[Passage for review — start]

Wednesday, December 13, 2006

Hysteria

People who suffer from what was once called "hysteria" show altered patterns of brain activity connected to their symptoms, researchers reported Monday.

Though hysteria is now known by the kinder name "conversion disorder," its unusual features haven't changed. Sufferers have neurological symptoms, ranging from numbness in a limb to paralysis, memory loss and seizures, that cannot be traced to any known medical problem.

Conversion disorder is so named because it's thought that people "convert" a psychological distress into a physical symptom -- though it's not under their conscious control. Freud himself coined the term.

Now the new study, published in the journal Neurology, offers brain evidence that "validates" the general Freudian view of the disorder, said study co-author Dr. Anthony Feinstein of the University of Toronto in Canada.

Using brain imaging called functional MRI, he and his colleagues found that three women with conversion disorder showed an unusual pattern of brain activity related to their symptoms.

All of the women had sensory conversion disorder, which involves a loss of sensation in a limb. Each had numbness in one hand or foot that could not be traced to any physical problem.


Hysteria was dismissed in the 19th and early part of the 20th Century as a mental problem of women. Note in this article it begins speaking of 'people', but in the end all of the patients studied were 'women'.

Until Freud diagnosed it as a neurological disorder, doctors considered it a 'womans problem' , that is they dismissed it as illogical and a fantasy. The result was being women, and having a womans problem, (hysteria does not exist among men) the best way to treat it was to remove the source of the problem.

What makes women different from men, well the uterus. So they invented an incredibly nasty form of surgical torture called hysterectomy. Which they still use today, and again for dealing with what male doctors assume are womens mental illusions and delusions; menopause.

[Passage for review — finish]
[Dataset entries — start]

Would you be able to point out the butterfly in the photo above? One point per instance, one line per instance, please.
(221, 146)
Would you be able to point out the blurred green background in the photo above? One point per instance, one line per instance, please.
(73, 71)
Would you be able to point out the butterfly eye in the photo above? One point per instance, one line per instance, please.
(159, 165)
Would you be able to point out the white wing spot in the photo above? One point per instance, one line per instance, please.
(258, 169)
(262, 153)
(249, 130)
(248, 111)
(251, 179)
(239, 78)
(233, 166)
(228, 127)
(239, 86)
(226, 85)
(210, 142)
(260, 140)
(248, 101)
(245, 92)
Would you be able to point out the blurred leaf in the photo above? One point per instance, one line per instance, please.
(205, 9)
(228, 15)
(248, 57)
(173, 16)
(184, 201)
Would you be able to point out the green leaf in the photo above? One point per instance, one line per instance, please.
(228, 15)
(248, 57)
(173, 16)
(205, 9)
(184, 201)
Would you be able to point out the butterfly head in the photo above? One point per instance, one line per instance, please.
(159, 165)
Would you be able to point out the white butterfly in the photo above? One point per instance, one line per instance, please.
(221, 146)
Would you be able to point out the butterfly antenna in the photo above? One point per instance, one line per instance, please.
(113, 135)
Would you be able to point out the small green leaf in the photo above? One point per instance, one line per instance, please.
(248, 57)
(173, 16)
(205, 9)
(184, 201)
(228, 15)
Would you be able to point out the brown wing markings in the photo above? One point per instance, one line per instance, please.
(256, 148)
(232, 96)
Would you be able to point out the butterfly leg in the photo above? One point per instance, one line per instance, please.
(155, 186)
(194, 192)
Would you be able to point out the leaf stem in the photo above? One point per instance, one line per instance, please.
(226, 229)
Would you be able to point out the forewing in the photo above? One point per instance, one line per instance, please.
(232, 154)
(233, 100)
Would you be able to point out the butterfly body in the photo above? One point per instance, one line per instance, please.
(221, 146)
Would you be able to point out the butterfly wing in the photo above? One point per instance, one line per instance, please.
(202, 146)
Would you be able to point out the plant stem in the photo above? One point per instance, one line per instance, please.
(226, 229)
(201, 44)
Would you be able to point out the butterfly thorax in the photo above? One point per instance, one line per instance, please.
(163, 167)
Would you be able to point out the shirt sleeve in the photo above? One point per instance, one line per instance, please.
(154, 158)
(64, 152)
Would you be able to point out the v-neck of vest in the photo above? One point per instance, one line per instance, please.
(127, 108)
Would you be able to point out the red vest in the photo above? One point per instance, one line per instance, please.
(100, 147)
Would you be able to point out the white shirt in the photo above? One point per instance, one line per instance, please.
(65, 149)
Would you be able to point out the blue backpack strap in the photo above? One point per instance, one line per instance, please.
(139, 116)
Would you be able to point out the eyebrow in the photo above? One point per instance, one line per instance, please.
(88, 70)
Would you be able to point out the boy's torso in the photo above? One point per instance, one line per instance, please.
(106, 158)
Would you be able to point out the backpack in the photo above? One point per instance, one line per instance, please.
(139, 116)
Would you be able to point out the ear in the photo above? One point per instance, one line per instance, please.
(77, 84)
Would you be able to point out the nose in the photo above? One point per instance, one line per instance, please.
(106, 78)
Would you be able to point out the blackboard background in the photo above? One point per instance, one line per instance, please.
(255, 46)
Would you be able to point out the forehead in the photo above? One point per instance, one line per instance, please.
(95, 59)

[Dataset entries — finish]

§ Directions for this task: For each statement about the hysteria post, say yes or no, and quote the words from the post that decide it: (a) every patient in the study was a woman; (b) the study appeared in the journal Brain; (c) each patient had numbness in both hands. You will not need the data above.

§ Task response:
(a) Yes: "three women with conversion disorder showed an unusual pattern of brain activity related to their symptoms."
(b) No: "published in the journal Neurology"
(c) No: "Each had numbness in one hand or foot that could not be traced to any physical problem."